- **Request A**
Answer these questions about the lecture text on supervised learning:
(i) What did the earlier lecture use its first algorithm to predict?
(ii) What three parts make up the learning algorithm in the high-level structure?
(iii) What name is given to the probability distribution the dataset is sampled from?
- **Request B**
Reproduce everything in the lecture text on supervised learning from "Prevously, we learned" down to "learning really works.".

- **Passage given**
Prevously, we learned about supervised learning, derived our first algorithm, and used it to predict diabetes risk.

In this lecture, we are going to dive deeper into why supevised learning really works.

First, let's look at the data, and define where it comes from.

Later, this will be useful to precisely define when supervised learning is guaranteed to work.

At a high level, a supervised machine learning problem has the following structure:

$$ \underbrace{\text{Training Dataset}}_\text{Attributes + Features} + \underbrace{\text{Learning Algorithm}}_\text{Model Class + Objective + Optimizer } \to \text{Predictive Model} $$Where does the dataset come from?

We will assume that the dataset is sampled from a probability distribution $\mathbb{P}$, which we will call the *data distribution*. We will denote this as
$$x, y \sim \mathbb{P}.$$

The training set $\mathcal{D} = \{(x^{(i)}, y^{(i)}) \mid i = 1,2,...,n\}$ consists of *independent and identicaly distributed* (IID) samples from $\mathbb{P}$.

- **Dataset rows**

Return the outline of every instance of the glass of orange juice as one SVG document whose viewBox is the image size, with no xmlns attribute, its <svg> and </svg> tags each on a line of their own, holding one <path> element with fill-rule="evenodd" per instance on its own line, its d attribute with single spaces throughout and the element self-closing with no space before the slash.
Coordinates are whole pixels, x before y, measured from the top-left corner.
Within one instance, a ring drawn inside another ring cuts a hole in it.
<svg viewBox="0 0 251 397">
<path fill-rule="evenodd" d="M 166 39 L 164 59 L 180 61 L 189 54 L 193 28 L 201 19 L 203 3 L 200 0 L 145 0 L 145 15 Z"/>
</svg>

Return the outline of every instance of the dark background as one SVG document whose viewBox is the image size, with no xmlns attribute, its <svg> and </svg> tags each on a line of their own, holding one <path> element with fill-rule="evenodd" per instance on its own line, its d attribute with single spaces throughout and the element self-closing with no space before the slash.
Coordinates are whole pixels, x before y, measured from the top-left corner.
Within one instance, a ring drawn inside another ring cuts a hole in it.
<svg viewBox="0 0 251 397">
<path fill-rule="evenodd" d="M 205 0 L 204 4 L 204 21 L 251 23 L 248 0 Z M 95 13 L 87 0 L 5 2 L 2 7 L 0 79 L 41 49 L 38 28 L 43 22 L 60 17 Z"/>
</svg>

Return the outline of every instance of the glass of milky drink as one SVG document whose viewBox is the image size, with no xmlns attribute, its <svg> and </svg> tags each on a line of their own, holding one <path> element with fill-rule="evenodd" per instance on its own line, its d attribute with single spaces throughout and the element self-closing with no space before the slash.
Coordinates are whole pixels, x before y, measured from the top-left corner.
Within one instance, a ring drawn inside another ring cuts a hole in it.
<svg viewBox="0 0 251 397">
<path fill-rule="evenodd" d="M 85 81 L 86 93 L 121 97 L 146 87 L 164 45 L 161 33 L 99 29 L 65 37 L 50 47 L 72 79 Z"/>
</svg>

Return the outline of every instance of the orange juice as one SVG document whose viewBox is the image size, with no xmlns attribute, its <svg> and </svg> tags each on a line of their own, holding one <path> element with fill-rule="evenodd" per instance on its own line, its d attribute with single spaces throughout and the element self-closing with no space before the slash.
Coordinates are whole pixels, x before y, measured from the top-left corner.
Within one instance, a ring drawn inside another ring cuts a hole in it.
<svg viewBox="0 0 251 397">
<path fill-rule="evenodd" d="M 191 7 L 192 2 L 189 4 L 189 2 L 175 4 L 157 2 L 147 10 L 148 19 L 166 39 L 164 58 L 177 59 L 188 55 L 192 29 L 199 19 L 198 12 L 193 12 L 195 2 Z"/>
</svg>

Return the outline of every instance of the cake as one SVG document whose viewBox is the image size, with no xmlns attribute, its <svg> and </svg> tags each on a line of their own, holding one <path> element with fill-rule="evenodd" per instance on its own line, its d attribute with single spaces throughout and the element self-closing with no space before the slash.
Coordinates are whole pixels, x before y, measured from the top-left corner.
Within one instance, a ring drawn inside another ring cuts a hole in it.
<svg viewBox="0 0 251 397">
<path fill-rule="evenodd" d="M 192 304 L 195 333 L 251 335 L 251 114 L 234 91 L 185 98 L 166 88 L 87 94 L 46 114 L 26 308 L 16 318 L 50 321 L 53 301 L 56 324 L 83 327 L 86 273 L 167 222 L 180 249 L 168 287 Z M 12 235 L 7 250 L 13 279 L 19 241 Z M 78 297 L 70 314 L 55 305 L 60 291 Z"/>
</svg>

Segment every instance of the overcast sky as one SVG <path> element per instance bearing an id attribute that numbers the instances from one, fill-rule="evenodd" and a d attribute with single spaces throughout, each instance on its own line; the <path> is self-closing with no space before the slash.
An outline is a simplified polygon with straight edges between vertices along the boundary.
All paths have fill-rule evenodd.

- **Full answer A**
(i) Diabetes risk.
(ii) Model class, objective, and optimizer.
(iii) The data distribution.

- **Full answer B**
Prevously, we learned about supervised learning, derived our first algorithm, and used it to predict diabetes risk.

In this lecture, we are going to dive deeper into why supevised learning really works.